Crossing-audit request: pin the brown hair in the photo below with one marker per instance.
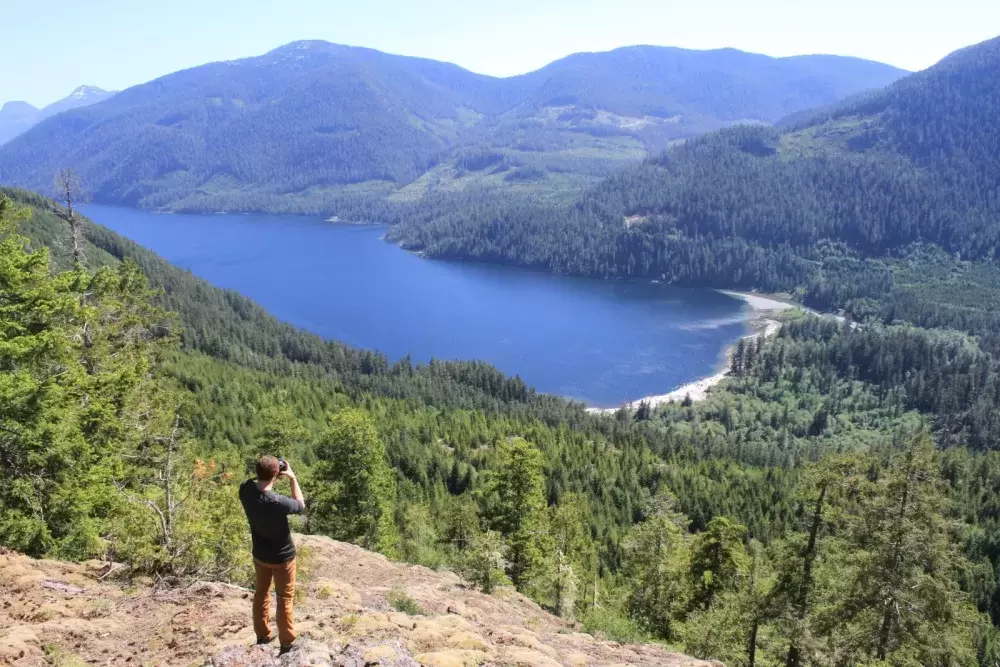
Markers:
• • • •
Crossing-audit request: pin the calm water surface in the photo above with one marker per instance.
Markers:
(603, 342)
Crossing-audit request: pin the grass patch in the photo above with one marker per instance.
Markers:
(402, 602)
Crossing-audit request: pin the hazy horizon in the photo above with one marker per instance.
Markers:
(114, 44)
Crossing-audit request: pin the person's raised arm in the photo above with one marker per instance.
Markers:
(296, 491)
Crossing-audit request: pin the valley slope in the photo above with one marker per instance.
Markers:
• • • •
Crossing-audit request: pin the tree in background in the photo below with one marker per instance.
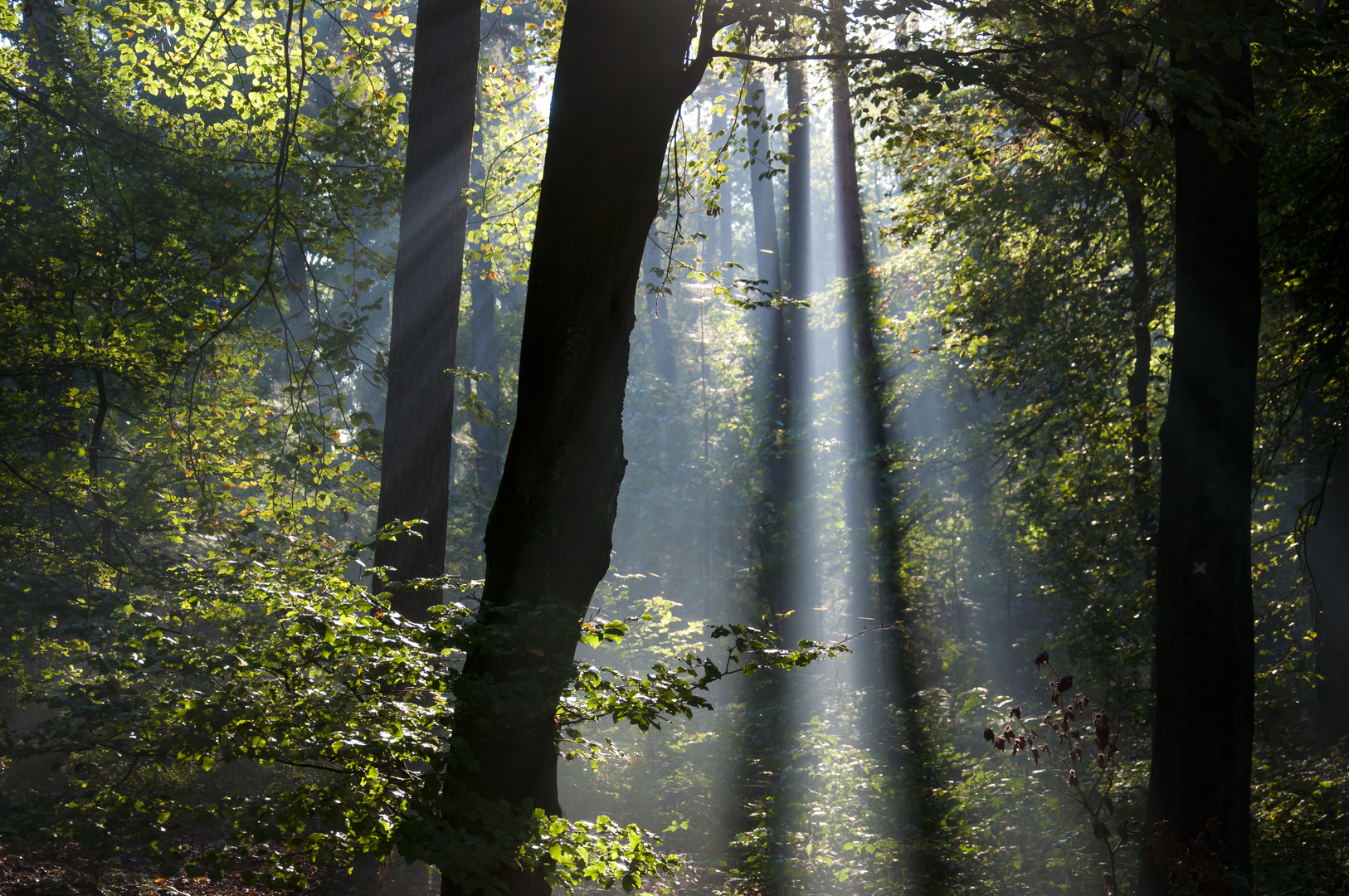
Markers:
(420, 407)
• • • •
_Requirement_
Copy out each line carrying the string "instance" from the data.

_Completed task_
Crossing-audit request: pin the brown hair in the photo below with one marker per instance.
Crossing-audit request: pin the calm water surface in the photo above with one marker per instance.
Crossing-audit request: pin the grass patch in the photo above with one marker per instance.
Crossing-audit request: pin the hazy horizon in the photo above with one marker per instance.
Crossing-audit request: pin the person's raised arm in the photo above with one marker per instance.
Crossing-audit request: pin the valley slope in the photo above with one marker per instance.
Crossing-audit request: pin the tree in background in the photo below with one marker per instance.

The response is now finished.